### Exercises to complete
1. Answer these questions from the text on FDA's CBD warning letters, one line each:
(a) How many companies received the warning letters?
(b) Through which channels did the warned companies market their CBD products?
(c) Which contaminants are named as reported in CBD products?
2. Which kinds of CBD products does the text on FDA's CBD warning letters say the warned companies marketed? List every one.
3. According to the text on FDA's CBD warning letters, why does marketing CBD products that propose to treat diseases violate the FD&C Act? Answer in one to three sentences.

### Text under study
● ● ● ● ● ● ●
FDA announced on Nov. 25, 2019 that it had sent warning letters to 15 companies that were selling cannabidiol (CBD) in violation of the Federal Food, Drug, and Cosmetic Act (FD&C Act). The warning letters are in response to the agency’s ongoing efforts to develop pathways for CBD products to be marketed lawfully. The agency states there are unanswered questions regarding the toxicity of CBD that raise concerns about the safety of CBD-containing products.
The companies warned by FDA in the recent warning letters have used website pages, online stores, and social media to market CBD products across states, including products proposing to treat diseases, products marketed to children, and dietary supplements. The agency states this violates the FD&C Act, which states that products intended to treat a disease are considered a drug and must be approved by FDA. “Unlike drugs approved by the FDA, there has been no FDA evaluation of whether these unapproved products are effective for their intended use, what the proper dosage might be, how they could interact with FDA-approved drugs, or whether they have dangerous side effects or other safety concerns. In addition, the manufacturing process of unapproved CBD drug products has not been subject to FDA review as part of the human or animal drug approval processes,” the agency stated in a press release.
“As we work quickly to further clarify our regulatory approach for products containing cannabis and cannabis-derived compounds like CBD, we’ll continue to monitor the marketplace and take action as needed against companies that violate the law in ways that raise a variety of public health concerns. In line with our mission to protect the public, foster innovation, and promote consumer confidence, this overarching approach regarding CBD is the same as the FDA would take for any other substance that we regulate,” said FDA Principal Deputy Commissioner Amy Abernethy, MD, PhD, in the press release. “We remain concerned that some people wrongly think that the myriad of CBD products on the market, many of which are illegal, have been evaluated by the FDA and determined to be safe, or that trying CBD ‘can’t hurt.’ Aside from one prescription drug approved to treat two pediatric epilepsy disorders, these products have not been approved by the FDA and we want to be clear that a number of questions remain regarding CBD’s safety-including reports of products containing contaminants, such as pesticides and heavy metals-and there are real risks that need to be considered. We recognize the significant public interest in CBD, and we must work together with stakeholders and industry to fill in the knowledge gaps about the science, safety and quality of many of these products.”
● ● ● ● ● ● ●
### Recorded data
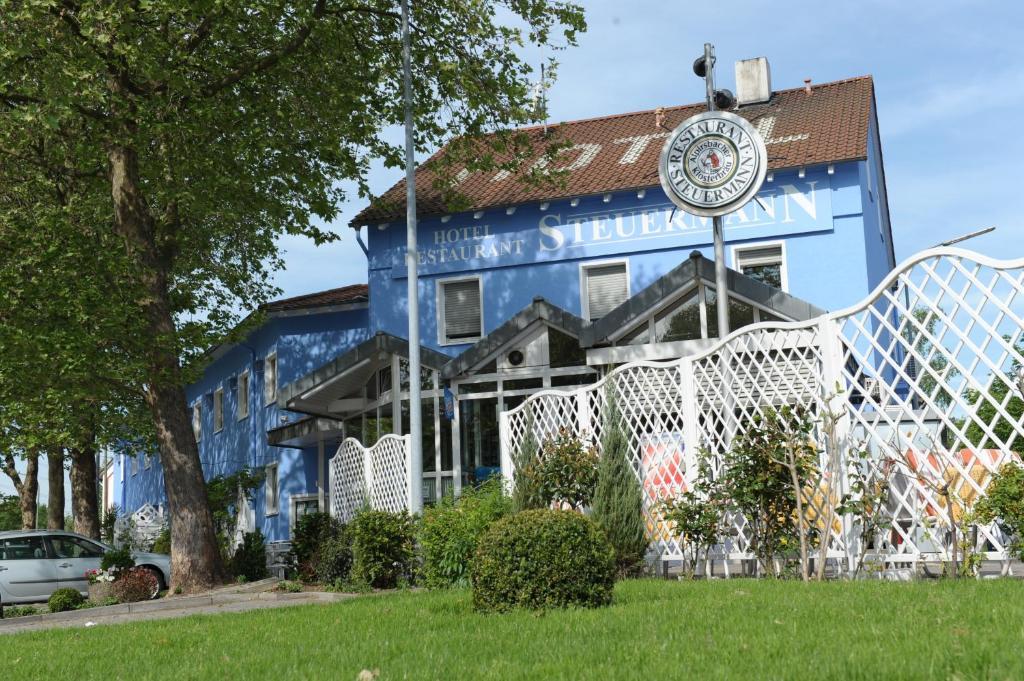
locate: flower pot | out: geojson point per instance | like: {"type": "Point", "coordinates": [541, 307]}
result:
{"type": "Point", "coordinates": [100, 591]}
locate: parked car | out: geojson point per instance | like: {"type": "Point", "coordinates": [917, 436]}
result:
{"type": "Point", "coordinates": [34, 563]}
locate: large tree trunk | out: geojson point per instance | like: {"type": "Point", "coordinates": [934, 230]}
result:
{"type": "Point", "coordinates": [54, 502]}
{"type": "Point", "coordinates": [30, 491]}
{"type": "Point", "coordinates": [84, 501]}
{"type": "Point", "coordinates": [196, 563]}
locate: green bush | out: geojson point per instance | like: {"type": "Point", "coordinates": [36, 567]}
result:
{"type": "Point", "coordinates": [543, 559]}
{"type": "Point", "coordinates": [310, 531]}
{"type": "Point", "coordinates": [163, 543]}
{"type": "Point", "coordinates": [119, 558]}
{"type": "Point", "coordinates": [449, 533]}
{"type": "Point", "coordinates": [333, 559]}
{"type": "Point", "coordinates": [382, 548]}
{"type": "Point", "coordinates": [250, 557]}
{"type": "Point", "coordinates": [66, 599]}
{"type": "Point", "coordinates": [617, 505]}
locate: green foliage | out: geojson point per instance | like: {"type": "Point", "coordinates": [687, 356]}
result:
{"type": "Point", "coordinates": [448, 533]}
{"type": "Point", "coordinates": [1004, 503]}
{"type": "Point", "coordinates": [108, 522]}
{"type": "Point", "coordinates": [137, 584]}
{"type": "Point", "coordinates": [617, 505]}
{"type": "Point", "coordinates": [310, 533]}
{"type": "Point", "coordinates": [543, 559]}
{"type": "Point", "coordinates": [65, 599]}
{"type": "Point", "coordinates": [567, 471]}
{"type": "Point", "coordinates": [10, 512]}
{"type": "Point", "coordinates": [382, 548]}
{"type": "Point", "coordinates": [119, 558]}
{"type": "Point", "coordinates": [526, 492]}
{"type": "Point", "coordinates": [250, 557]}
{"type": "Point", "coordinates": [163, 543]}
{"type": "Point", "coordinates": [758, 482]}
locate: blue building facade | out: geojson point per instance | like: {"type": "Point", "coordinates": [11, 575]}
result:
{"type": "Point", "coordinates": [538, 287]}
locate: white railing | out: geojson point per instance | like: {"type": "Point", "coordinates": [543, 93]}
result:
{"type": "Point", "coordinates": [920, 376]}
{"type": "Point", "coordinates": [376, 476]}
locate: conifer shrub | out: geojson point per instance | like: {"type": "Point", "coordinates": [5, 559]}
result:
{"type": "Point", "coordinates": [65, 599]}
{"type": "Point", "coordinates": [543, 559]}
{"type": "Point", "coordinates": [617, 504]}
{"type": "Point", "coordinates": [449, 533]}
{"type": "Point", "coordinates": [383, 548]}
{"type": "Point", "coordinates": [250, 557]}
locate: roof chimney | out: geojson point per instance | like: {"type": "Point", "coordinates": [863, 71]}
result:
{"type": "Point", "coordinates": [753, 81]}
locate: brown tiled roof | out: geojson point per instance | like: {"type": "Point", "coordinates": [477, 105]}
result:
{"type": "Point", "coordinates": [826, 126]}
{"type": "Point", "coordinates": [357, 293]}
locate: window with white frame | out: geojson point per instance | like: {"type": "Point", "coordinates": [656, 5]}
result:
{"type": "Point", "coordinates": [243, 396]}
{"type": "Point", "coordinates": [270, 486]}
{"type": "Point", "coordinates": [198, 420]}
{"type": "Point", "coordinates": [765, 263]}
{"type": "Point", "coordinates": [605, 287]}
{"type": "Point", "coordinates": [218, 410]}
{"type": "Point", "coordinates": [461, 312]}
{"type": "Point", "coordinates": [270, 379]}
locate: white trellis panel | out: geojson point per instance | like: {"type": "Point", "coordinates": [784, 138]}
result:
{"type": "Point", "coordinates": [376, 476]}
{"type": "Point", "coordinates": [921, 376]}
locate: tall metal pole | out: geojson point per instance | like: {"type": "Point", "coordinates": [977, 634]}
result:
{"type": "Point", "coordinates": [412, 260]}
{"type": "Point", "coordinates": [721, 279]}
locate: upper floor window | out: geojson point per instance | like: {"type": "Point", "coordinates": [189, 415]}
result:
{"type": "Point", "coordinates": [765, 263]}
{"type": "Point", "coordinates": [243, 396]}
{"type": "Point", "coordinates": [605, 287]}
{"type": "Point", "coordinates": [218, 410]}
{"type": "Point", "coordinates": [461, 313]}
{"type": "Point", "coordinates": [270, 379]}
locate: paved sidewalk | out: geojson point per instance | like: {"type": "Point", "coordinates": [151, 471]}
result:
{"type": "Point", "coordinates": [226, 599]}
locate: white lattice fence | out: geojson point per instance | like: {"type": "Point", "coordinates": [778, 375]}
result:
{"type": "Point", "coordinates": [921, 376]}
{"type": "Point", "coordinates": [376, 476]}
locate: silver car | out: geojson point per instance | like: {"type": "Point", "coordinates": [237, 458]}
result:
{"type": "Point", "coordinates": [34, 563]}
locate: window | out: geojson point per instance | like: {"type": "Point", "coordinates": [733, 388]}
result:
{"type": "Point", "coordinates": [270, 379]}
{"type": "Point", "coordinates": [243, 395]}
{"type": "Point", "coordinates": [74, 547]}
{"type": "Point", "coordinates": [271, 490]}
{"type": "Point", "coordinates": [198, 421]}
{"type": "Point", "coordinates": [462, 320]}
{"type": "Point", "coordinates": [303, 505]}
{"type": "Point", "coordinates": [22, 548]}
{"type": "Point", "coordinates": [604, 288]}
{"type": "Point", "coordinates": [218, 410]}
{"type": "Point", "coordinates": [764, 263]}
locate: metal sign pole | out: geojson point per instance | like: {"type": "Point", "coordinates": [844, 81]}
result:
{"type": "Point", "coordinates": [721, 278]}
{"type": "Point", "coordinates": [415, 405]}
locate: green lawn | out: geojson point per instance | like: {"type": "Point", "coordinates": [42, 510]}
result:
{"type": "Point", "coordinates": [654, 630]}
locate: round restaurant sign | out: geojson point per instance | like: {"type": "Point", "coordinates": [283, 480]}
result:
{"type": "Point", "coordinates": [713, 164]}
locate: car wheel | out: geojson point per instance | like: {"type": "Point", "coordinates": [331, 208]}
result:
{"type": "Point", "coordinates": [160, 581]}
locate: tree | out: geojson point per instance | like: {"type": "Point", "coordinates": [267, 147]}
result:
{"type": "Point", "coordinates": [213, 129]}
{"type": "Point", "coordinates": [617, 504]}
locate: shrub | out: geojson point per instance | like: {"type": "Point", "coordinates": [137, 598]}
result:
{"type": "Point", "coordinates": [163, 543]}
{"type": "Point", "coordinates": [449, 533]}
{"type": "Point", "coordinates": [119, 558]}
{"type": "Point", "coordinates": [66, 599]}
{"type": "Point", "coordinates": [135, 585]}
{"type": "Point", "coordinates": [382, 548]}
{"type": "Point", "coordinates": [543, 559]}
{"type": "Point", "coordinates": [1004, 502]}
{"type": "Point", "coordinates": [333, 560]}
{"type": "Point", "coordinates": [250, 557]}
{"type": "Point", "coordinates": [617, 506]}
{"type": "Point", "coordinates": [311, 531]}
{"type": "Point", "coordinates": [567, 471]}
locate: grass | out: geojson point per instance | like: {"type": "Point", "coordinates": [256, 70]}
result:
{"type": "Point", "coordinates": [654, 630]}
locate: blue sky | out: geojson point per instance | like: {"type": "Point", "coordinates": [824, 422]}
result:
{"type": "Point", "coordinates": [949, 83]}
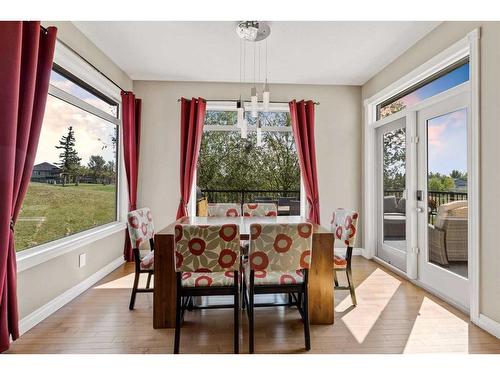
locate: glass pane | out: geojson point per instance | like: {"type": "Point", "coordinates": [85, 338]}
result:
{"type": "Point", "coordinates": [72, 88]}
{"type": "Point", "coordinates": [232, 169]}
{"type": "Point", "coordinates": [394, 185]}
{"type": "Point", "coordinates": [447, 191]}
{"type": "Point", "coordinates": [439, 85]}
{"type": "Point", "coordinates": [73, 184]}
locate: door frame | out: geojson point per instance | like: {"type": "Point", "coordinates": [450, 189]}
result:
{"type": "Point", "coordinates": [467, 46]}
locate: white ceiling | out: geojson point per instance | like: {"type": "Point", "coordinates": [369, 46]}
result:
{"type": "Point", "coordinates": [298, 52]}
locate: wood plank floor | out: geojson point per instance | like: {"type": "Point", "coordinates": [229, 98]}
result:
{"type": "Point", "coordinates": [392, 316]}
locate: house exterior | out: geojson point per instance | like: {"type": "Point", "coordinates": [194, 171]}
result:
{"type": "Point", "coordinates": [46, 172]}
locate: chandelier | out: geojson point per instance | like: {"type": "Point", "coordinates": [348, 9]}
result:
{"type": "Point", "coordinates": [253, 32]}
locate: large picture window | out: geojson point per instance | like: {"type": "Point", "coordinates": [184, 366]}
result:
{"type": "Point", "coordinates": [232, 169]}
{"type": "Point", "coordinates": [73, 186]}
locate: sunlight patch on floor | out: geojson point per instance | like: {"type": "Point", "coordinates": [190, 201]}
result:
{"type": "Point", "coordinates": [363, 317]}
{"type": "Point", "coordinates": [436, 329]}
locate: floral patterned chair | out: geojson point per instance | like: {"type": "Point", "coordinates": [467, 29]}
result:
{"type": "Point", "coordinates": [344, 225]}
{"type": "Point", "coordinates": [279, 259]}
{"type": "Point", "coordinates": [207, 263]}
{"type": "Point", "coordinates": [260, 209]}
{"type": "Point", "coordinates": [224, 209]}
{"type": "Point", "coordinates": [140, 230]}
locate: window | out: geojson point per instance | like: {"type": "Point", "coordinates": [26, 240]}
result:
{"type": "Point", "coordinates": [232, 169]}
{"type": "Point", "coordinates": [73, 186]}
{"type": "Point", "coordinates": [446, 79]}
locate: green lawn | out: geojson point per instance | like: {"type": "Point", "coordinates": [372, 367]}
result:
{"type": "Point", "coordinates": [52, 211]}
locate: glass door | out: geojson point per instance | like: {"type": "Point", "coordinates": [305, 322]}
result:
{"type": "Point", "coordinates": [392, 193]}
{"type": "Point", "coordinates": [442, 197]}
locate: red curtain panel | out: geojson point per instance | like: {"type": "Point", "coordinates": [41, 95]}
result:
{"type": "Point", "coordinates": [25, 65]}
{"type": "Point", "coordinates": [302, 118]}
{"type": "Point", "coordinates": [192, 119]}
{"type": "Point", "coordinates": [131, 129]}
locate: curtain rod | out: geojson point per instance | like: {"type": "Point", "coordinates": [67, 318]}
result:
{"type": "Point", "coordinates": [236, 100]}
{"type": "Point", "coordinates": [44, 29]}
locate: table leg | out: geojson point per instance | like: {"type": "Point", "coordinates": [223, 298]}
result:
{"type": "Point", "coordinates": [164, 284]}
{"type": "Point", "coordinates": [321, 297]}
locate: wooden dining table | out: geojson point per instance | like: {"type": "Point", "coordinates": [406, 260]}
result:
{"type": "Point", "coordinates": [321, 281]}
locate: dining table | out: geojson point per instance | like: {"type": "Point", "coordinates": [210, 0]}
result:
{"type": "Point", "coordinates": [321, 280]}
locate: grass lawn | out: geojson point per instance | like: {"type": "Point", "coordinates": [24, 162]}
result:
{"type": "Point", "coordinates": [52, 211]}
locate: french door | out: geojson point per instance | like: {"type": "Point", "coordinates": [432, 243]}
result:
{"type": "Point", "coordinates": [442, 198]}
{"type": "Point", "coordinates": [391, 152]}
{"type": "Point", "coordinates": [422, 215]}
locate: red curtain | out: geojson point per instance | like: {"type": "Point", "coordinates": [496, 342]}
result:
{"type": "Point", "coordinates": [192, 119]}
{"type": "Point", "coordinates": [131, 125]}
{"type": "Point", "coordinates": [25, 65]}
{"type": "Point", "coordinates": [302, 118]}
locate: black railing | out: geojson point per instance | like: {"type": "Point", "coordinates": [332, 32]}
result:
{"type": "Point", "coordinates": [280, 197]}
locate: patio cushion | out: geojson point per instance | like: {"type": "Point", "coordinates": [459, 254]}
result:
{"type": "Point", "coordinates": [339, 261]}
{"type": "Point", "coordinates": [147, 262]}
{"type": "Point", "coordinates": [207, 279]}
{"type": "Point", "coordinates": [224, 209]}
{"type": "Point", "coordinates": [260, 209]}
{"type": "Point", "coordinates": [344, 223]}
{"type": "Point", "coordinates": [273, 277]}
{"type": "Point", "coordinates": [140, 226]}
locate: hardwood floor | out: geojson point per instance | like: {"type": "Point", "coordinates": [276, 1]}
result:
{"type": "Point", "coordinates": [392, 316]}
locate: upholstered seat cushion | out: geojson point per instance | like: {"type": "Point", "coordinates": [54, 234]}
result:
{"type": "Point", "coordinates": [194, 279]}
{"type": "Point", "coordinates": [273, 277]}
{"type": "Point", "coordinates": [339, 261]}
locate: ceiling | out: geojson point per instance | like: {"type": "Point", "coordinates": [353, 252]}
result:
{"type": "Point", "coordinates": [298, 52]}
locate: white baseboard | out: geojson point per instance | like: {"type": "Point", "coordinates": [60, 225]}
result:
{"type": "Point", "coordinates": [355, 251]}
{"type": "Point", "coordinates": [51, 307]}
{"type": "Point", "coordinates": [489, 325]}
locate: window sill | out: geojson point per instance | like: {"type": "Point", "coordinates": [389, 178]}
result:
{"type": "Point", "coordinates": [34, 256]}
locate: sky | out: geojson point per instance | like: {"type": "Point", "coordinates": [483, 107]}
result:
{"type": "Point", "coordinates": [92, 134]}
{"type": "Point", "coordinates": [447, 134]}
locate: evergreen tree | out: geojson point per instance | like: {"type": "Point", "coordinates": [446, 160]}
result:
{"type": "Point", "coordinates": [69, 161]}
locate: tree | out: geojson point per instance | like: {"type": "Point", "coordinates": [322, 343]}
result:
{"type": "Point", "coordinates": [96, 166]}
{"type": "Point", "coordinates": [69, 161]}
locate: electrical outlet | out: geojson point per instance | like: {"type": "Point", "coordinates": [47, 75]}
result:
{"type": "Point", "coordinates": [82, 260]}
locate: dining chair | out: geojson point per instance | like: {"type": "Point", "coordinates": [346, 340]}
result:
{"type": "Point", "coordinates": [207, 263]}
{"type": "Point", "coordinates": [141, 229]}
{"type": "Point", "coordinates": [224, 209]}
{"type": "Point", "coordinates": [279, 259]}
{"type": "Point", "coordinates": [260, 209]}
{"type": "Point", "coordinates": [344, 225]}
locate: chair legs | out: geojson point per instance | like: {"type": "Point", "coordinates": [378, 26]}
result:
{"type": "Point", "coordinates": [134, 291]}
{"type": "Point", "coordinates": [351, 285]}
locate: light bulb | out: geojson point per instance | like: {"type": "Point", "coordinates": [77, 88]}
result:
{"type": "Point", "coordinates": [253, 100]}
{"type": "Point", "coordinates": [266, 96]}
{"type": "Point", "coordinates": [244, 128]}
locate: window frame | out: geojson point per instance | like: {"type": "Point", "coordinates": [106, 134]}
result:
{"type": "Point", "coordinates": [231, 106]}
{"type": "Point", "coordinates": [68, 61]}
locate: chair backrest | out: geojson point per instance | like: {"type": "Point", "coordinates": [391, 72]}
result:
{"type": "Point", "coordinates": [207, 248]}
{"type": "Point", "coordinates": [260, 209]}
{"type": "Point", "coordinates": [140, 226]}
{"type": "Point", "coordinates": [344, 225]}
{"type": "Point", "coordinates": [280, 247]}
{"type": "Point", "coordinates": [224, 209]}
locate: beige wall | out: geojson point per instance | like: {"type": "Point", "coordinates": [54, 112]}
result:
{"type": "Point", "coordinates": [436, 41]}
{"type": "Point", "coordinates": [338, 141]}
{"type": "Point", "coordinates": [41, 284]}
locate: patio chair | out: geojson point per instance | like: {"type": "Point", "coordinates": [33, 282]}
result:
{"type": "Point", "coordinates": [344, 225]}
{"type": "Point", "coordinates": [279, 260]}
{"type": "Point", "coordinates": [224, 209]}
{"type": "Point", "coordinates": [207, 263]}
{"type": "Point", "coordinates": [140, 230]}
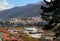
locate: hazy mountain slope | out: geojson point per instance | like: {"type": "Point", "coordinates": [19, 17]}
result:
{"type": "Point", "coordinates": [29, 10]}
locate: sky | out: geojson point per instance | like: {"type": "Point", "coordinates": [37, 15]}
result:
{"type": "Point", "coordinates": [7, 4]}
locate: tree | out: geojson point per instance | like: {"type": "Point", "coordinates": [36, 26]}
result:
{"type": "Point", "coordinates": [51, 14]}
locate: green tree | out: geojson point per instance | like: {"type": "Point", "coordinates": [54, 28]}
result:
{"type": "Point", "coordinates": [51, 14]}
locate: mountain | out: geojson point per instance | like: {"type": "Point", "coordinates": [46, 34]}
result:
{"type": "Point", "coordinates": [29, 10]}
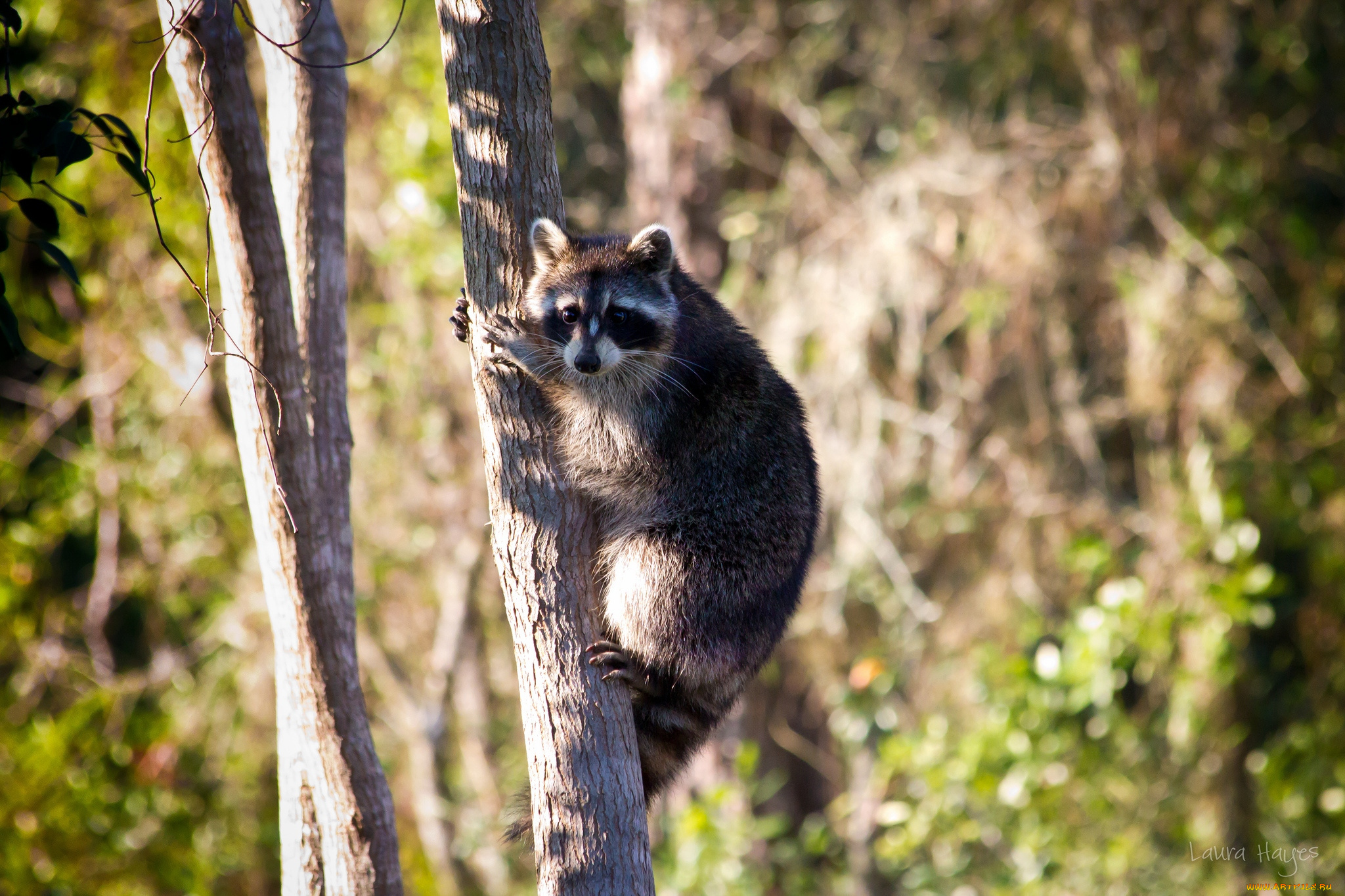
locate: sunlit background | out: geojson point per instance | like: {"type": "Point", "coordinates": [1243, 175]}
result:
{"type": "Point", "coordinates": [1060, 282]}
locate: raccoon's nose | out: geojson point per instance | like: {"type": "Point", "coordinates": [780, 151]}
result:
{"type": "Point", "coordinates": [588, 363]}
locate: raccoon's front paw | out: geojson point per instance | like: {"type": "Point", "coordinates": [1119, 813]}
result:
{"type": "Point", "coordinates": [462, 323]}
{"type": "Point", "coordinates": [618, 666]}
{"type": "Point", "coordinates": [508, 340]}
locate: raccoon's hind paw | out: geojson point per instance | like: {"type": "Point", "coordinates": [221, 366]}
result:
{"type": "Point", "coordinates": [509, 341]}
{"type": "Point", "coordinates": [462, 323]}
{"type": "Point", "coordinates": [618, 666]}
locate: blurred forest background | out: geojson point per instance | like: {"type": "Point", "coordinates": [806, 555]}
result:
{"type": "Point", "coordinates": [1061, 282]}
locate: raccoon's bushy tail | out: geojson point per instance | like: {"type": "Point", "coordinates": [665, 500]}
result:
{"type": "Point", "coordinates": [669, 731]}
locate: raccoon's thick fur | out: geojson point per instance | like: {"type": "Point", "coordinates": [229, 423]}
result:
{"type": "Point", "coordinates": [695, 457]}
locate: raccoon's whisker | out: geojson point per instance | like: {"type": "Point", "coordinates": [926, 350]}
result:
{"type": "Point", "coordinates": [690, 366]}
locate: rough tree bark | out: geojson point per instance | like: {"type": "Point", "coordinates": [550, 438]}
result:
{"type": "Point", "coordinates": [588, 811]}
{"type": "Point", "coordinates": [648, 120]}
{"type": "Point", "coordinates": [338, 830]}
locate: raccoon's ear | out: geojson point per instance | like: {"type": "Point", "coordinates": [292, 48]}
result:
● ● ● ● ● ● ●
### Solutions
1.
(a) 15
(b) Website pages, online stores, and social media
(c) Pesticides and heavy metals

2.
- Products proposing to treat diseases
- Products marketed to children
- Dietary supplements

3. The FD&C Act treats products intended to treat a disease as drugs, and drugs must be approved by FDA. These CBD products were not approved.